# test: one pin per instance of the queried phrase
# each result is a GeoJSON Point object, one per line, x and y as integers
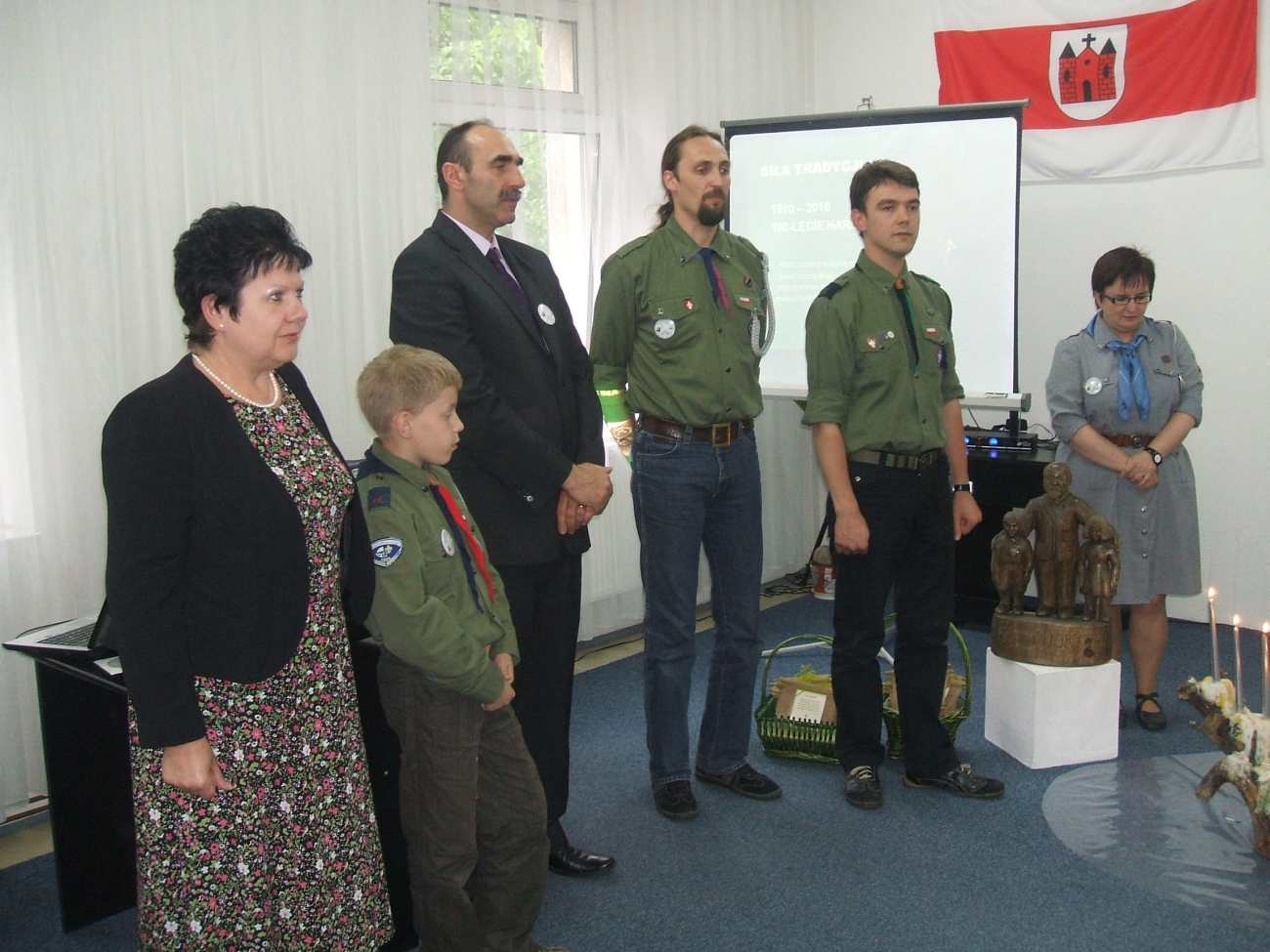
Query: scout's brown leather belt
{"type": "Point", "coordinates": [1130, 439]}
{"type": "Point", "coordinates": [901, 461]}
{"type": "Point", "coordinates": [719, 435]}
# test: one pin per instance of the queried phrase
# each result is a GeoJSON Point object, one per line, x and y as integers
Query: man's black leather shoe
{"type": "Point", "coordinates": [571, 861]}
{"type": "Point", "coordinates": [960, 782]}
{"type": "Point", "coordinates": [863, 787]}
{"type": "Point", "coordinates": [674, 800]}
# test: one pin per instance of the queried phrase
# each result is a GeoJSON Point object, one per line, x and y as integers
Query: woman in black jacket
{"type": "Point", "coordinates": [230, 513]}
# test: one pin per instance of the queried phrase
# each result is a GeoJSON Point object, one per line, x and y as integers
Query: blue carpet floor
{"type": "Point", "coordinates": [807, 871]}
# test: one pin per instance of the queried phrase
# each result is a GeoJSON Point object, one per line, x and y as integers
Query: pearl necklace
{"type": "Point", "coordinates": [228, 389]}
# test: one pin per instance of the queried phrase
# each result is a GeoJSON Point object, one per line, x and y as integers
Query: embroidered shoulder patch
{"type": "Point", "coordinates": [386, 551]}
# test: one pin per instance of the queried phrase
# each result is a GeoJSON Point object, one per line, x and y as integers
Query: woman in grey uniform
{"type": "Point", "coordinates": [1124, 393]}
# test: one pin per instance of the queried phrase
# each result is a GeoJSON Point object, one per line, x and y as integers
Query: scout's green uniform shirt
{"type": "Point", "coordinates": [423, 609]}
{"type": "Point", "coordinates": [862, 368]}
{"type": "Point", "coordinates": [659, 335]}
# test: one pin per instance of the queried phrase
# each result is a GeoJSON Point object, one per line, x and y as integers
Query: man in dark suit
{"type": "Point", "coordinates": [531, 461]}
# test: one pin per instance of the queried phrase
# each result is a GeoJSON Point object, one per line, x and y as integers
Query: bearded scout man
{"type": "Point", "coordinates": [672, 343]}
{"type": "Point", "coordinates": [531, 461]}
{"type": "Point", "coordinates": [885, 415]}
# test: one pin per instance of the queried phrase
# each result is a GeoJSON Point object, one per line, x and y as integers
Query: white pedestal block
{"type": "Point", "coordinates": [1046, 716]}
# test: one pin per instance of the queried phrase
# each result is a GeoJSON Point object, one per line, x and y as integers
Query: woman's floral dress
{"type": "Point", "coordinates": [290, 858]}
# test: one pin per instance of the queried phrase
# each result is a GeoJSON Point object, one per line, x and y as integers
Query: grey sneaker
{"type": "Point", "coordinates": [960, 782]}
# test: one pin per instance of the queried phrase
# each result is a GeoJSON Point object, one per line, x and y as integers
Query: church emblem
{"type": "Point", "coordinates": [1086, 68]}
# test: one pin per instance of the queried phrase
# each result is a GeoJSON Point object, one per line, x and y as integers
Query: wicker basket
{"type": "Point", "coordinates": [783, 736]}
{"type": "Point", "coordinates": [808, 740]}
{"type": "Point", "coordinates": [952, 722]}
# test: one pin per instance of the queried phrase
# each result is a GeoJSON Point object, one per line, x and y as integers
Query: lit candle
{"type": "Point", "coordinates": [1211, 627]}
{"type": "Point", "coordinates": [1265, 669]}
{"type": "Point", "coordinates": [1239, 667]}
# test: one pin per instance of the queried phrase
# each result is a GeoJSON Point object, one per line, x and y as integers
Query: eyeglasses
{"type": "Point", "coordinates": [1122, 300]}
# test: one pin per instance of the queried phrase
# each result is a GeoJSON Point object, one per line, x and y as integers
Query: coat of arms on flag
{"type": "Point", "coordinates": [1086, 68]}
{"type": "Point", "coordinates": [1117, 87]}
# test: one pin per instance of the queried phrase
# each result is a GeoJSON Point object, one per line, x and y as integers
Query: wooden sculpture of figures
{"type": "Point", "coordinates": [1011, 562]}
{"type": "Point", "coordinates": [1055, 635]}
{"type": "Point", "coordinates": [1099, 569]}
{"type": "Point", "coordinates": [1057, 518]}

## Work item
The records must come back exactly, with their pictures removed.

## Answer for this exercise
# test: one pin per instance of the queried phrase
# each result is a GeoJSON Point object, one per line, x and y as integers
Query: scout's brown leather belt
{"type": "Point", "coordinates": [1130, 439]}
{"type": "Point", "coordinates": [901, 461]}
{"type": "Point", "coordinates": [719, 435]}
# test: one pin per instance of the queried phrase
# each result is a GeoJSON Point object, one per line, x and y as integers
Query: man's black leather shoe
{"type": "Point", "coordinates": [571, 861]}
{"type": "Point", "coordinates": [960, 782]}
{"type": "Point", "coordinates": [863, 787]}
{"type": "Point", "coordinates": [674, 800]}
# test: one pin per instance of the queried phrase
# each result is a GeoJSON Point object, one per line, x and y as integers
Query: woman in black jacket
{"type": "Point", "coordinates": [230, 513]}
# test: one pin per instance of the queried phrase
# each result is a GeoJSON Point object, one per line, x and y as integers
Query: blue carpet floor
{"type": "Point", "coordinates": [807, 871]}
# test: one pin per instance of the queried phrase
# each result is a GeoJSON Point object, one per line, x and y as integers
Query: pearl necklace
{"type": "Point", "coordinates": [228, 389]}
# test: one pin per instance of the queried phrase
# each result is a GeoJSON Point object, one per line, x and y as integers
Query: embroidered shoulder patch
{"type": "Point", "coordinates": [386, 551]}
# test: one pin per instance of the queried phrase
# each result is a GeoJSON Point object, one per line, x and y as integers
Query: woman in grey uniform
{"type": "Point", "coordinates": [1124, 393]}
# test: one pin per instance of the queried phrase
# each result is a GeoJSON Point object, one per line, x and y as integers
Query: scout's green uniform shirt
{"type": "Point", "coordinates": [423, 609]}
{"type": "Point", "coordinates": [862, 368]}
{"type": "Point", "coordinates": [659, 335]}
# test: one pin per instance of the queried phrase
# each result is a GeoJSON Point object, one per line, x and y as integers
Query: man in dark suit
{"type": "Point", "coordinates": [531, 461]}
# test: one pin per instance of the queried phrase
# each result is a GeoJSON Point object, one per line, x and y as integers
Query: bearded scout man
{"type": "Point", "coordinates": [672, 343]}
{"type": "Point", "coordinates": [531, 461]}
{"type": "Point", "coordinates": [885, 415]}
# test: one pin per instance of the queried phrase
# each result is a GeoJSON Point object, one per line, x and y as integers
Query: white pedestal block
{"type": "Point", "coordinates": [1046, 716]}
# test: one pin per instance of the queried phrase
# each result is a GeoJSON Point object, one per line, x and y as integers
Query: woman's floral dress
{"type": "Point", "coordinates": [290, 858]}
# test: one pin per instance of the queried phrase
# each result is a GeoJSON Point object, one per line, x and y as integers
Query: grey sneaker
{"type": "Point", "coordinates": [960, 782]}
# test: one pin per instance of the queried phrase
# each result is a GeoJSON Point object, one per line, x and y as integers
Query: church emblem
{"type": "Point", "coordinates": [1086, 68]}
# test: one pin per instance of the queried phrase
# each result is a GeoJSON Point object, one per line, x and y as integers
Query: wicker basket
{"type": "Point", "coordinates": [783, 736]}
{"type": "Point", "coordinates": [808, 740]}
{"type": "Point", "coordinates": [952, 722]}
# test: one pin per instance of the queried phrase
# each result is a GeoJSON Point object, one per line, x and y as integers
Query: lit candle
{"type": "Point", "coordinates": [1211, 627]}
{"type": "Point", "coordinates": [1265, 669]}
{"type": "Point", "coordinates": [1239, 667]}
# test: one pin per instance of the queried phrase
# each result is a GeoJSON Point object, one per line, x and y as integers
Query: eyeglasses
{"type": "Point", "coordinates": [1122, 300]}
# test: one pin per instance of the queried phrase
# each result is a GeoJSON Point object, one per line, x and y as integers
Query: coat of arms on flag
{"type": "Point", "coordinates": [1086, 68]}
{"type": "Point", "coordinates": [1117, 87]}
# test: one pin per instance of the queried phrase
# each result is a GeoJSON Point object, one per line, x and y as integers
Query: wooden sculpture of figures
{"type": "Point", "coordinates": [1011, 562]}
{"type": "Point", "coordinates": [1055, 635]}
{"type": "Point", "coordinates": [1099, 569]}
{"type": "Point", "coordinates": [1057, 518]}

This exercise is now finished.